### Bacaan:
Menafikan Riset, Membuang Penonton
A
|
da pernyataan menarik yang dikeluarkan
Manoj Punjabi—Presiden Direktur PT MD Entertaiment—tentang serial Tendangan si
Madun (TSM). Dia mengatakan “…Kehadiran TSM tanpa didahului survei, Itu hasil
insting saya. Saya kasih ide, lalu tim kreatif dan penulis tampung. Ibaratnya,
saya smash kemudian tim balas dengan smash lebih keras, sehingga kami lebih
bersemangat menggarapnya…”
Ini menarik
karena sadar atau tidak pernyataan itu menyiratkan dua hal—yang kebetulan merupakan
masalah pertelevisian Indonesia—pertama: kebanyakan film yang ada di televisi
tidak dibuat oleh filmmaker, tapi
oleh pedagang. Lalu yang kedua: pembuatan serial televisi Indonesia memang
sering sekali mengabaikan riset.
Pedagang-Film:
Penonton Urutan Kesekian
Kita bahas yang
pertama dulu, fenomena ini cukup jelas tergambar dalam serial TSM. Pada bulan September
2012, serial TSM sudah mencapai season
dua. Secara logika, sebuah serial yang mencapai season dua berarti memiliki banyak penggemar yang ingin cerita lebih,
atau penonton yang mencintai peran-peran di layar. Masalahnya, untuk kedua hal tersebut
rasanya sulit ditemukan dalam serial TSM baik season pertama dan kedua. Singkatnya, secara film TSM memiliki
kualitas rendah. Lalu mengapa serial ini berlanjut seolah memang banyak
penggemarnya?

### Bagian Latihan:
1. Menurut bacaan tentang serial Tendangan si Madun, apa jabatan Manoj Punjabi?
2. Teruskan bacaan tentang serial Tendangan si Madun, dimulai setelah kalimat terakhir yang ditampilkan.
Catatan-catatan di bawah ini tidak diperlukan.

### Data:
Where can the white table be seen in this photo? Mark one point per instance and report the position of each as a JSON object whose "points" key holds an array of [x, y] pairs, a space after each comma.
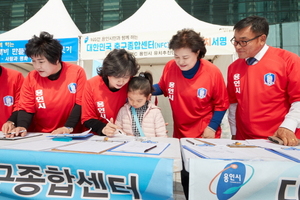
{"points": [[171, 152]]}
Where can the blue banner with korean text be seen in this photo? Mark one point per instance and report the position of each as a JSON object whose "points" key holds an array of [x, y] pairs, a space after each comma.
{"points": [[39, 175], [14, 51]]}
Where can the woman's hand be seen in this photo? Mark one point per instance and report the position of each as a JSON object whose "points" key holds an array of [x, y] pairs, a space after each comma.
{"points": [[18, 131], [62, 130], [209, 133], [110, 129]]}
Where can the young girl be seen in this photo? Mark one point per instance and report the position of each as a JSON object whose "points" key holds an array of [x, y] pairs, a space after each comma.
{"points": [[140, 117]]}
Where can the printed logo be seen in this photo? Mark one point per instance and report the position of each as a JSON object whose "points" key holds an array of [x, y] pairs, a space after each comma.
{"points": [[171, 90], [201, 93], [86, 39], [231, 180], [269, 79], [40, 99], [8, 100], [237, 83], [101, 109], [72, 87]]}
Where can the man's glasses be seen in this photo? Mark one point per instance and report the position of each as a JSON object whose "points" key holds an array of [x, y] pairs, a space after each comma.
{"points": [[243, 43]]}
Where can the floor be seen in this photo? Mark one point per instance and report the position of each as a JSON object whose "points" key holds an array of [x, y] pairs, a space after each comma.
{"points": [[177, 187]]}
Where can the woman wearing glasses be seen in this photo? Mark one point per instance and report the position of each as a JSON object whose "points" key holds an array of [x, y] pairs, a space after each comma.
{"points": [[263, 86], [196, 91]]}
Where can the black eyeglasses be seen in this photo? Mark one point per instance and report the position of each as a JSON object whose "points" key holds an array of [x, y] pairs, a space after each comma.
{"points": [[243, 43]]}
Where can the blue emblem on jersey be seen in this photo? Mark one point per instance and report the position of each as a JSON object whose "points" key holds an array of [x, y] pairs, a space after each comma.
{"points": [[269, 79], [201, 93], [8, 100], [72, 87]]}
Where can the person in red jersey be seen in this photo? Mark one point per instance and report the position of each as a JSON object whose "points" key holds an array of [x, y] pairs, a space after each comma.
{"points": [[196, 91], [50, 98], [11, 82], [264, 94], [106, 93], [195, 88]]}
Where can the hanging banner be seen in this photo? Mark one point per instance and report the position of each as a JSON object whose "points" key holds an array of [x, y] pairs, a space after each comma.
{"points": [[147, 45], [14, 51], [60, 175], [247, 180]]}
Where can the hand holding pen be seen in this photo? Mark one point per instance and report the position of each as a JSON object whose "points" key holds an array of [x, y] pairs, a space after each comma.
{"points": [[111, 128], [19, 131]]}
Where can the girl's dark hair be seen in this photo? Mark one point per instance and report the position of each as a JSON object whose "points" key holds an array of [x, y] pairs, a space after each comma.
{"points": [[143, 82], [46, 46], [188, 38], [118, 63]]}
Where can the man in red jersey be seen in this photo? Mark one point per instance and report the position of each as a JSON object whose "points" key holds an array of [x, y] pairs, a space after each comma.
{"points": [[11, 82], [263, 86]]}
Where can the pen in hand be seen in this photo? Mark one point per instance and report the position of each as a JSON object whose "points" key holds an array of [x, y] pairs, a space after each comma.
{"points": [[150, 149], [13, 133], [119, 131], [190, 142]]}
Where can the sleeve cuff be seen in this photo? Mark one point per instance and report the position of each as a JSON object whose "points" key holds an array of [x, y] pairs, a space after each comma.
{"points": [[290, 124]]}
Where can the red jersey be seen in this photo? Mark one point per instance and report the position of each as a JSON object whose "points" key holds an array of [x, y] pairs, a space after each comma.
{"points": [[193, 101], [52, 101], [264, 92], [99, 102], [10, 86]]}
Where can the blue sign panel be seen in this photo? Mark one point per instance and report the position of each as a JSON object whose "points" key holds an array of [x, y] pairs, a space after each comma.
{"points": [[61, 175], [14, 51]]}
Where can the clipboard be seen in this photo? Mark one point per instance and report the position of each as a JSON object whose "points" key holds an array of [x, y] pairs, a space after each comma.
{"points": [[137, 147], [82, 135], [91, 147], [29, 135]]}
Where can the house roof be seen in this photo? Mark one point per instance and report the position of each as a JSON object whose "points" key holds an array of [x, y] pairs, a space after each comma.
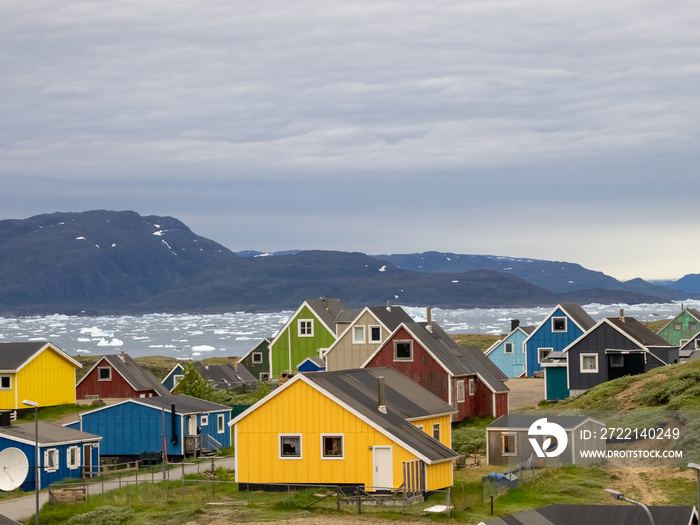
{"points": [[227, 375], [13, 356], [599, 515], [49, 434], [138, 377], [458, 360], [357, 391]]}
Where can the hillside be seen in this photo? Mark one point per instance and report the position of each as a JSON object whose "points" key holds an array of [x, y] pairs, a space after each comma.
{"points": [[106, 262]]}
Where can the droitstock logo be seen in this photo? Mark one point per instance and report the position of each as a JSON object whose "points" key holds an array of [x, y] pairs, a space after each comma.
{"points": [[543, 428]]}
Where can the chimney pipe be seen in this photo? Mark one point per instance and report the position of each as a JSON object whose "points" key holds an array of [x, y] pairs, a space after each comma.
{"points": [[381, 394]]}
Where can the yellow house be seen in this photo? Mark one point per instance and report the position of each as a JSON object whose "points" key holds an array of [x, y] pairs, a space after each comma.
{"points": [[38, 371], [371, 427]]}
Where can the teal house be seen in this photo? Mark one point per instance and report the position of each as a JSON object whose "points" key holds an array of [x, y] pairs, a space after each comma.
{"points": [[508, 353], [307, 333], [679, 330]]}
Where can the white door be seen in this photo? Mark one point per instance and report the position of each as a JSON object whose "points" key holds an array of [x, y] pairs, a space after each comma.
{"points": [[383, 468]]}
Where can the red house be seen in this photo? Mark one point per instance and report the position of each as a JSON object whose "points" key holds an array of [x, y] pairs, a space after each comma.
{"points": [[462, 376], [118, 376]]}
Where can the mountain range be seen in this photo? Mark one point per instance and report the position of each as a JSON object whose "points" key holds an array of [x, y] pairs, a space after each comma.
{"points": [[108, 262]]}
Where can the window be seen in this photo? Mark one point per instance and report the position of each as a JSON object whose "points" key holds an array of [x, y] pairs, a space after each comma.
{"points": [[403, 350], [290, 446], [358, 334], [331, 446], [51, 460], [460, 391], [104, 373], [558, 324], [542, 353], [306, 327], [73, 457], [509, 444], [589, 363], [617, 361]]}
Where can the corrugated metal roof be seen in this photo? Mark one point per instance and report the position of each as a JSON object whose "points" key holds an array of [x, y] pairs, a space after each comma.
{"points": [[405, 399]]}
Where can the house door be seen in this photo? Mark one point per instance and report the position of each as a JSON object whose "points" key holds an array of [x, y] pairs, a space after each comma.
{"points": [[383, 468]]}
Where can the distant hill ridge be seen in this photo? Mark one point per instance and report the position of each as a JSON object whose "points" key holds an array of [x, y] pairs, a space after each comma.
{"points": [[110, 262]]}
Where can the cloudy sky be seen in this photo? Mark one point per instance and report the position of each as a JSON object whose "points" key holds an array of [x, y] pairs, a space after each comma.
{"points": [[552, 129]]}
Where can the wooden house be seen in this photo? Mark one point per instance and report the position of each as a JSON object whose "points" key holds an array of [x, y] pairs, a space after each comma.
{"points": [[372, 428], [118, 376], [614, 347], [508, 439], [681, 328], [257, 360], [368, 329], [38, 371], [461, 376], [308, 332], [508, 353], [624, 514], [186, 425], [63, 452], [563, 325]]}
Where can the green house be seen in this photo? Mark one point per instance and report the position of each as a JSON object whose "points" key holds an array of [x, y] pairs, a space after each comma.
{"points": [[257, 360], [682, 328], [309, 331]]}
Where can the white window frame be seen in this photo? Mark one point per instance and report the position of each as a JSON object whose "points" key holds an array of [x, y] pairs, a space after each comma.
{"points": [[342, 446], [410, 346], [541, 358], [361, 330], [379, 331], [296, 436], [460, 391], [513, 435], [566, 324], [69, 453], [588, 370], [305, 327], [47, 454]]}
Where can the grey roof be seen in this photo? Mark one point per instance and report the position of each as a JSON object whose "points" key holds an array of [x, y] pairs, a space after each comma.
{"points": [[638, 331], [523, 421], [14, 355], [598, 515], [137, 376], [405, 400], [49, 433], [459, 360], [579, 315], [226, 376], [184, 404]]}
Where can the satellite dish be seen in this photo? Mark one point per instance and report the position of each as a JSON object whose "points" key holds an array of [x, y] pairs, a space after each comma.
{"points": [[14, 468]]}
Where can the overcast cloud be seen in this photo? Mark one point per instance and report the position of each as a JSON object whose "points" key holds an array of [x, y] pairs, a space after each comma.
{"points": [[553, 129]]}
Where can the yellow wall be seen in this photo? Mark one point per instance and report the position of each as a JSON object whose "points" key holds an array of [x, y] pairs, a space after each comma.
{"points": [[301, 409], [48, 379]]}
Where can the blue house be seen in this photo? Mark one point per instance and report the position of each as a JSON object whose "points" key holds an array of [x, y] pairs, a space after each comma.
{"points": [[63, 452], [508, 353], [560, 328], [185, 425]]}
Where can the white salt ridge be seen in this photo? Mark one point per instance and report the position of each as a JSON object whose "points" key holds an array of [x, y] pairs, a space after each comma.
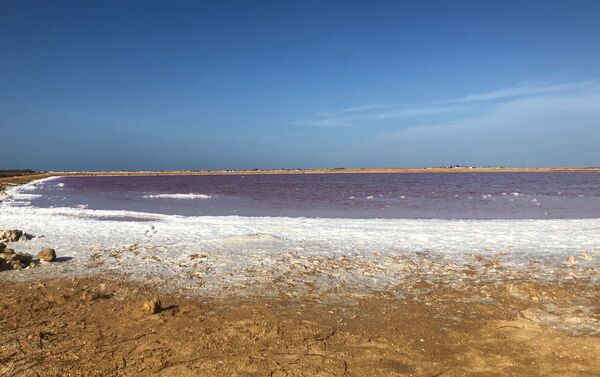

### Jawaban Latihan:
1. Presiden Direktur PT MD Entertaiment.

2.
Tidak lain
karena film ini dibuat oleh pedagang, dimana salah satu skill pedagang adalah: harus
mampu mempromosikan barang dagangannya hingga terlihat bagus dan banyak
pembeli. Memang berdasar pada rating, TSM cukup fenomenal. Mengacu pada rating
Nielsen periode 19-25 Februari 2012, TSM season
pertama menempati posisi 2 dengan nilai 5,6 dan share 19,8. Hebatnya, pada Maret 2012 TSM mampu menyodok di
peringkat satu dengan share di atas
20.
Namun tinggi
pada rating bukan jaminan tinggi pula pada kualitas film. Terlalu banyak trik
dalam dunia dagang untuk mempromosikan barang jelek agar terlihat bagus. Bila
sudah sampai hal ini maka persoalan semacam, akting jelek, dialog kaku, tata
kamera asal-asalan, chemistry tokoh
yang tidak ada, realisme yang mati, plot acak-acakan, dan komedi yang tidak
lucu, tentu akan langsung mentah. Sebab jika sebuah film dibuat oleh pedagang
maka yang akan dibahas bukan kualitas cerita, tapi jumlah iklan masuk, biaya
produksi, atau break even point.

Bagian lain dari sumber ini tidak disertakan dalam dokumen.